Location identification items:
*-*-*

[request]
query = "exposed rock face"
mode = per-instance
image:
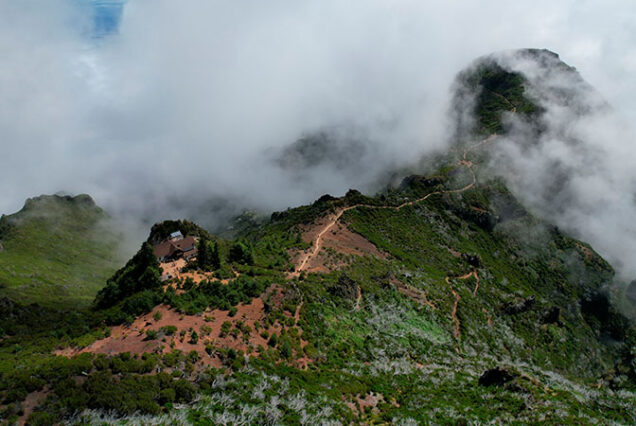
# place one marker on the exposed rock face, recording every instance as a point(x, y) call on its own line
point(517, 308)
point(472, 259)
point(552, 316)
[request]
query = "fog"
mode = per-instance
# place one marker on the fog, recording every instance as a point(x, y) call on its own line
point(188, 109)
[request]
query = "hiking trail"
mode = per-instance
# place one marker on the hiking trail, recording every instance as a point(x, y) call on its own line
point(335, 217)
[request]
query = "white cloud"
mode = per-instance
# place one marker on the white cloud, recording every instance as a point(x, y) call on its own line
point(187, 96)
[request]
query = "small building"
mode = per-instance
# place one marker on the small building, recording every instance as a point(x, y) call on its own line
point(176, 236)
point(173, 249)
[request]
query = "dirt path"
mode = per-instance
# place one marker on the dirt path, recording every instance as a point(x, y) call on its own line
point(457, 332)
point(317, 241)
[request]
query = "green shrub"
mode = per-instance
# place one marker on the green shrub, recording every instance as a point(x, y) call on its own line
point(168, 330)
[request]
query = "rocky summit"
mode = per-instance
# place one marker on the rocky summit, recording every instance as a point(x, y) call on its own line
point(442, 298)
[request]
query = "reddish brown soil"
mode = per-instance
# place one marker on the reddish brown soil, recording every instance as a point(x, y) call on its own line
point(132, 338)
point(412, 292)
point(319, 233)
point(31, 402)
point(333, 244)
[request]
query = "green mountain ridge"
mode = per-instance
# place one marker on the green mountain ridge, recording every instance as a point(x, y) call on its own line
point(57, 250)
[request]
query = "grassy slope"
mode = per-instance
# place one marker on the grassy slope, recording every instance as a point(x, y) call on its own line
point(57, 251)
point(394, 346)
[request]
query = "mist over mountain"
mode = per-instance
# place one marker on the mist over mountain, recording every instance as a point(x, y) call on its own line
point(190, 98)
point(318, 212)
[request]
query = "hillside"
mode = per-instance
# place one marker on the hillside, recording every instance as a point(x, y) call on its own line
point(57, 250)
point(440, 300)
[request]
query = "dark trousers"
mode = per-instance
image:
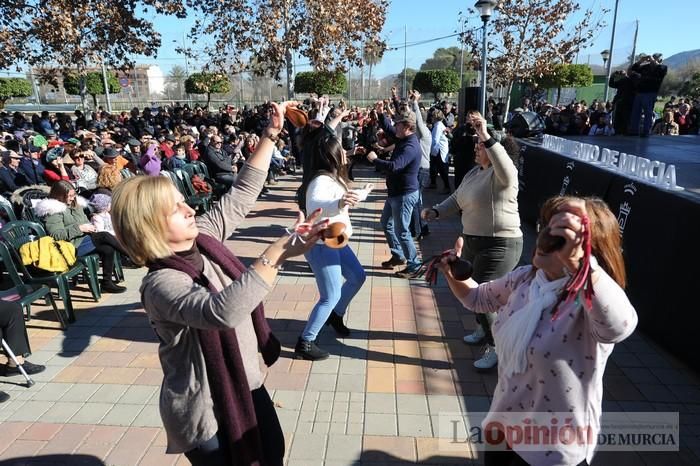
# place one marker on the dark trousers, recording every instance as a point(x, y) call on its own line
point(418, 225)
point(509, 458)
point(491, 257)
point(214, 452)
point(12, 328)
point(104, 244)
point(226, 179)
point(437, 166)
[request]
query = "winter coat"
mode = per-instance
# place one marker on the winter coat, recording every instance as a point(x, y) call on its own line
point(62, 222)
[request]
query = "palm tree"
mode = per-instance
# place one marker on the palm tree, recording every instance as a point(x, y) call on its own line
point(175, 81)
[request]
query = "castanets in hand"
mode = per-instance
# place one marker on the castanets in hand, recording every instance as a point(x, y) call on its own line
point(334, 236)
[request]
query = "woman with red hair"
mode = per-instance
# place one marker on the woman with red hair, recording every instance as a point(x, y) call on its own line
point(556, 324)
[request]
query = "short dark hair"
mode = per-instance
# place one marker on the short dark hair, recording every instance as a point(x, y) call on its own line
point(60, 190)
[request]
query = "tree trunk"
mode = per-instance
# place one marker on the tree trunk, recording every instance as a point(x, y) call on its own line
point(510, 91)
point(369, 83)
point(83, 96)
point(362, 82)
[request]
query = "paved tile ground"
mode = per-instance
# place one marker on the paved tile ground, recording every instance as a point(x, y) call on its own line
point(376, 400)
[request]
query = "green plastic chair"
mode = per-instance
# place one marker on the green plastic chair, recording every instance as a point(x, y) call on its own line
point(17, 233)
point(22, 293)
point(199, 168)
point(8, 211)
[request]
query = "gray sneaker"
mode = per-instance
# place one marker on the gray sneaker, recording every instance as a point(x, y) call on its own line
point(488, 360)
point(476, 337)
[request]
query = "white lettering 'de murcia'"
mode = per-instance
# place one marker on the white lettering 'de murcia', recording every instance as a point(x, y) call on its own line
point(641, 168)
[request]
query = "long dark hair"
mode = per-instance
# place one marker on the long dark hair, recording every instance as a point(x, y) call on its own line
point(60, 190)
point(326, 155)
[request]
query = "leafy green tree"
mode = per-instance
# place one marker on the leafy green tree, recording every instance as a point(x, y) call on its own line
point(528, 37)
point(207, 83)
point(566, 75)
point(320, 82)
point(175, 81)
point(436, 81)
point(94, 84)
point(13, 87)
point(449, 59)
point(372, 54)
point(398, 81)
point(691, 87)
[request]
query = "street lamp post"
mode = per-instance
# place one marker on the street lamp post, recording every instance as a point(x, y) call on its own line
point(605, 54)
point(610, 50)
point(185, 51)
point(485, 8)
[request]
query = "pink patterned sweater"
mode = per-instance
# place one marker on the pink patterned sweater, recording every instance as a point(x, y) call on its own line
point(566, 358)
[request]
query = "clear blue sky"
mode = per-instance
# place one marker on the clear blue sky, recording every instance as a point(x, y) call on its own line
point(667, 27)
point(661, 26)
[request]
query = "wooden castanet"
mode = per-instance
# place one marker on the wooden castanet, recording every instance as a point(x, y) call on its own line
point(461, 269)
point(334, 236)
point(547, 243)
point(296, 116)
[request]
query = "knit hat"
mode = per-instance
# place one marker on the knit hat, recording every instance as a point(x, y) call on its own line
point(53, 154)
point(100, 202)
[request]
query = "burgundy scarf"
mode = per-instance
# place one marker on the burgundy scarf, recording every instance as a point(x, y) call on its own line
point(225, 371)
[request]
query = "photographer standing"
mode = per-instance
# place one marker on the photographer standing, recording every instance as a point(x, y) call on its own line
point(647, 75)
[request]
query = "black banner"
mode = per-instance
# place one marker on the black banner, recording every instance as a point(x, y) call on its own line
point(659, 230)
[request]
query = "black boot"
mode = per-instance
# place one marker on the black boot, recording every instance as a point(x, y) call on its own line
point(308, 350)
point(108, 286)
point(336, 321)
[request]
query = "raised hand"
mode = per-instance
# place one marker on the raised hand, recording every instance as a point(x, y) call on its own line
point(277, 119)
point(568, 223)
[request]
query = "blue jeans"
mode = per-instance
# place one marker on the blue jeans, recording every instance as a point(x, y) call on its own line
point(643, 102)
point(417, 223)
point(396, 219)
point(85, 247)
point(330, 266)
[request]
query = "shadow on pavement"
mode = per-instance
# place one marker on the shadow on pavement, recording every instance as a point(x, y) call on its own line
point(54, 460)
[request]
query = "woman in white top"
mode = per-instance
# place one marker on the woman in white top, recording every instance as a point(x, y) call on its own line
point(328, 188)
point(85, 175)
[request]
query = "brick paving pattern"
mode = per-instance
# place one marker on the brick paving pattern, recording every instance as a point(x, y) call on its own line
point(376, 400)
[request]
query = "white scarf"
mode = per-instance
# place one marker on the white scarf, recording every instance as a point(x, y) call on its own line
point(515, 334)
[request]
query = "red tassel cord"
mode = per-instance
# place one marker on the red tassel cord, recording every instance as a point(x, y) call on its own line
point(581, 282)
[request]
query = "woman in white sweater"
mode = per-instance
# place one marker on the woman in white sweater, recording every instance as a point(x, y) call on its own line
point(328, 189)
point(488, 201)
point(556, 324)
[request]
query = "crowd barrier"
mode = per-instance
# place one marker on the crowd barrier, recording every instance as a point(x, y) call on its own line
point(660, 230)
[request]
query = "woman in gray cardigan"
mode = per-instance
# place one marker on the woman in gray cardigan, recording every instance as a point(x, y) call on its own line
point(493, 242)
point(204, 306)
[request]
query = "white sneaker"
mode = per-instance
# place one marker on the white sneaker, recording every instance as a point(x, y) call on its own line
point(476, 337)
point(488, 360)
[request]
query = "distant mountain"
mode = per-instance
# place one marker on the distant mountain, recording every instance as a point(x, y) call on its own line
point(678, 60)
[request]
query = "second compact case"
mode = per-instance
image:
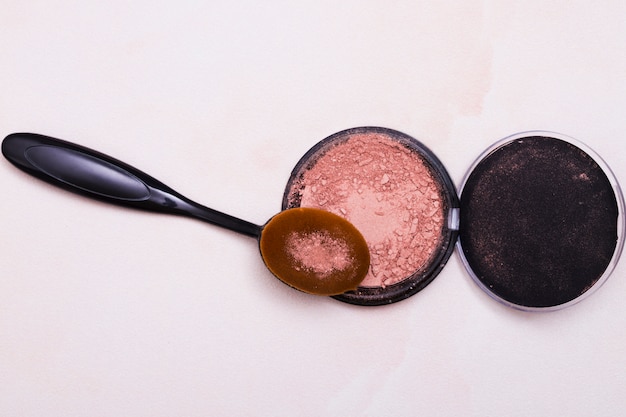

*-*-*

* [Work required]
Please lay out every line of the items above as a numbered list, skipping blank lines and leaving the pictures out.

* [Solution to this problem]
1. [request]
2. query = "exposed rock face"
3. mode = per-instance
4. image:
5. # place one marker on the exposed rock face, recording every instance as a point(x, y) call on its own line
6. point(517, 308)
7. point(472, 259)
8. point(552, 316)
9. [request]
10. query = "fog"
11. mode = per-instance
12. # place one marker on the fog, recording every instance as a point(x, y) call on its own line
13. point(188, 109)
14. [request]
15. query = "hiking trail"
16. mode = per-instance
17. # place one marker on the hiking trail, recording every instance as a point(x, y) call on its own line
18. point(335, 217)
19. [request]
20. query = "white cloud"
21. mode = per-instance
22. # place one marker on the white cloud, recording every instance as a point(x, y) call on its own line
23. point(187, 96)
24. [request]
25. query = "small building"
26. mode = per-instance
27. # place one marker on the small building, recording every instance as a point(x, y) call on its own line
28. point(176, 236)
29. point(173, 249)
30. [request]
31. query = "dirt path"
32. mode = per-instance
33. # place one marker on the dirt path, recording every instance as a point(x, y) call on its own line
34. point(457, 332)
35. point(317, 241)
36. [request]
37. query = "green shrub"
38. mode = per-instance
39. # place one marker on the green shrub, recording every instance as a point(x, y) call on its own line
40. point(168, 330)
41. [request]
42. query = "rocky summit"
43. mode = per-instance
44. # place one marker on the rocky summit, recording every instance as a point(x, y) call on its own line
45. point(442, 298)
46. [request]
47. query = "reddish brown soil"
48. mode = per-instance
49. # place one marker on the reddish brown soil, recording every instance as a point(x, y) call on its own line
50. point(132, 338)
51. point(412, 292)
52. point(319, 233)
53. point(31, 402)
54. point(333, 244)
55. [request]
56. query = "green mountain ridge"
57. mode = per-instance
58. # place one marker on the green mountain ridge, recording every instance as a point(x, y) call on its own line
59. point(57, 250)
60. [request]
61. query = "grassy slope"
62. mode = per-instance
63. # place one marker on the grassy slope, recording every instance as a point(x, y) call on its own line
64. point(57, 251)
65. point(394, 346)
66. [request]
67. query = "mist over mountain"
68. mode = per-instance
69. # place one marker on the mist over mountain, recording every instance as a point(x, y) call on its own line
70. point(190, 98)
71. point(318, 212)
72. [request]
73. query = "hillside"
74. mode = per-instance
75. # place one marker on the hillside, recording every instance as a point(x, y) call on its own line
76. point(57, 250)
77. point(440, 300)
78. [request]
79. query = "dark trousers"
80. mode = per-instance
81. image:
82. # place one marker on the dark trousers, recording every instance as a point(x, y) call on its own line
83. point(418, 225)
84. point(509, 458)
85. point(491, 257)
86. point(214, 452)
87. point(12, 328)
88. point(104, 244)
89. point(226, 179)
90. point(437, 166)
91. [request]
92. query = "winter coat"
93. mode = per-instance
94. # place one marker on the winter coat, recording every instance as a point(x, y) call on its own line
95. point(62, 222)
96. [request]
97. query = "palm tree"
98. mode = per-instance
99. # place one marker on the palm tree, recording every instance as a point(x, y) call on its own line
100. point(175, 81)
101. [request]
102. query = "castanets in hand"
103. mode = per-instance
104. # place one marker on the castanets in hand, recording every instance as a point(x, y) call on its own line
105. point(334, 236)
106. [request]
107. query = "woman with red hair"
108. mode = per-instance
109. # place one marker on the woman with red hair, recording every instance as a point(x, y) call on its own line
110. point(556, 324)
111. [request]
112. query = "short dark hair"
113. mode = per-instance
114. # place one marker on the short dark hair, recording every instance as a point(x, y) call on its own line
115. point(60, 190)
116. [request]
117. query = "tree trunk"
118. mode = per-instance
119. # place one marker on the tree trunk, recording every instance as a point(x, y) call on its own line
120. point(510, 91)
121. point(369, 83)
122. point(83, 96)
123. point(362, 82)
124. [request]
125. query = "paved tile ground"
126. mode = per-instance
127. # place one marker on the paved tile ground, recording every instance as a point(x, y) call on its own line
128. point(376, 400)
129. [request]
130. query = "green plastic chair"
131. mode = per-instance
132. # place one marker on the green plastic chair, recording every instance as a point(x, y) call on its own line
133. point(17, 233)
134. point(22, 293)
135. point(199, 168)
136. point(8, 211)
137. [request]
138. query = "gray sneaker"
139. mode = per-instance
140. # place one marker on the gray sneaker, recording every instance as a point(x, y) call on its own line
141. point(488, 360)
142. point(476, 337)
143. [request]
144. query = "white lettering 'de murcia'"
145. mode = per-instance
146. # place one marker on the white lettering 'de murcia', recording every instance as a point(x, y) call on its own line
147. point(641, 168)
148. [request]
149. query = "long dark hair"
150. mode = per-instance
151. # place one marker on the long dark hair, recording every instance as a point(x, y) call on its own line
152. point(60, 190)
153. point(326, 155)
154. [request]
155. query = "leafy green tree"
156. mode = per-instance
157. # place one marker on the leafy green tree, recording every instance as a point(x, y) call on its own line
158. point(528, 37)
159. point(207, 83)
160. point(566, 75)
161. point(320, 82)
162. point(175, 81)
163. point(436, 81)
164. point(94, 84)
165. point(13, 87)
166. point(449, 59)
167. point(372, 54)
168. point(398, 81)
169. point(691, 87)
170. [request]
171. query = "street lamp post"
172. mode = per-instance
173. # place one marker on the street lamp post, recording every instance as a point(x, y) call on its own line
174. point(605, 54)
175. point(610, 50)
176. point(185, 51)
177. point(485, 8)
178. [request]
179. query = "pink patterned sweater"
180. mode = per-instance
181. # place one marker on the pink patterned sweater, recording every instance as a point(x, y) call on its own line
182. point(566, 358)
183. [request]
184. query = "clear blue sky"
185. mode = per-instance
186. # place one marker on the clear blue sky, recording every instance as a point(x, y) call on its own line
187. point(667, 27)
188. point(661, 26)
189. [request]
190. query = "wooden castanet"
191. mode = per-instance
192. # place one marker on the wooden castanet, recording every instance as a point(x, y) call on its own line
193. point(461, 269)
194. point(334, 236)
195. point(547, 243)
196. point(296, 116)
197. [request]
198. query = "knit hat"
199. mode = per-instance
200. # place one marker on the knit hat, recording every instance as a point(x, y) call on its own line
201. point(53, 154)
202. point(100, 202)
203. [request]
204. query = "burgundy scarf"
205. mode = per-instance
206. # place one marker on the burgundy scarf, recording every instance as a point(x, y) call on its own line
207. point(225, 371)
208. [request]
209. query = "photographer standing"
210. mode = per-instance
211. # place one marker on the photographer standing, recording every instance as a point(x, y) call on its own line
212. point(647, 75)
213. [request]
214. query = "black banner"
215. mode = per-instance
216. # place one marker on the black banner, recording every instance as a point(x, y) call on its own line
217. point(659, 230)
218. [request]
219. query = "black boot"
220. mode = per-instance
221. # place one marker on the black boot, recording every instance as a point(x, y) call on its own line
222. point(308, 350)
223. point(108, 286)
224. point(336, 321)
225. [request]
226. query = "raised hand"
227. mode = per-instance
228. # place one marker on the raised hand, recording every instance as a point(x, y) call on its own line
229. point(277, 119)
230. point(568, 223)
231. [request]
232. query = "blue jeans"
233. mode = per-instance
234. # place one marker on the blue jeans, recording every instance as a point(x, y) call on its own line
235. point(643, 102)
236. point(417, 223)
237. point(396, 219)
238. point(85, 247)
239. point(330, 266)
240. [request]
241. query = "shadow on pavement"
242. mode = per-instance
243. # place one marker on the shadow on pavement, recording every instance as a point(x, y) call on its own line
244. point(54, 460)
245. [request]
246. query = "woman in white top"
247. mode = per-instance
248. # place one marker on the woman in white top, recording every instance as a point(x, y) call on its own line
249. point(328, 188)
250. point(85, 175)
251. [request]
252. query = "brick paving pattern"
253. mode = per-instance
254. # place one marker on the brick paving pattern, recording every instance as a point(x, y) call on its own line
255. point(376, 400)
256. [request]
257. query = "white scarf"
258. mode = per-instance
259. # place one marker on the white scarf, recording every instance as a point(x, y) call on its own line
260. point(515, 334)
261. [request]
262. query = "red tassel cord"
263. mode = per-instance
264. # place one marker on the red tassel cord, recording every instance as a point(x, y) call on its own line
265. point(581, 282)
266. [request]
267. query = "woman in white sweater"
268. mode = per-instance
269. # place one marker on the woman in white sweater, recording every instance as a point(x, y) call on its own line
270. point(328, 189)
271. point(488, 201)
272. point(556, 324)
273. [request]
274. query = "crowd barrier"
275. mode = per-instance
276. # place one marker on the crowd barrier, recording every instance as a point(x, y) call on its own line
277. point(660, 230)
278. [request]
279. query = "woman in gray cardigan"
280. mode = per-instance
281. # place one marker on the woman in gray cardigan, recording every instance as a point(x, y) call on its own line
282. point(493, 242)
283. point(204, 306)
284. [request]
285. query = "white sneaker"
286. mode = per-instance
287. # place one marker on the white sneaker, recording every instance as a point(x, y) call on its own line
288. point(476, 337)
289. point(488, 360)
290. [request]
291. query = "distant mountain"
292. mode = per-instance
293. # place one marker on the distant mountain, recording every instance as a point(x, y) call on its own line
294. point(678, 60)
295. [request]
296. query = "second compact case"
297. mode = per-instance
298. image:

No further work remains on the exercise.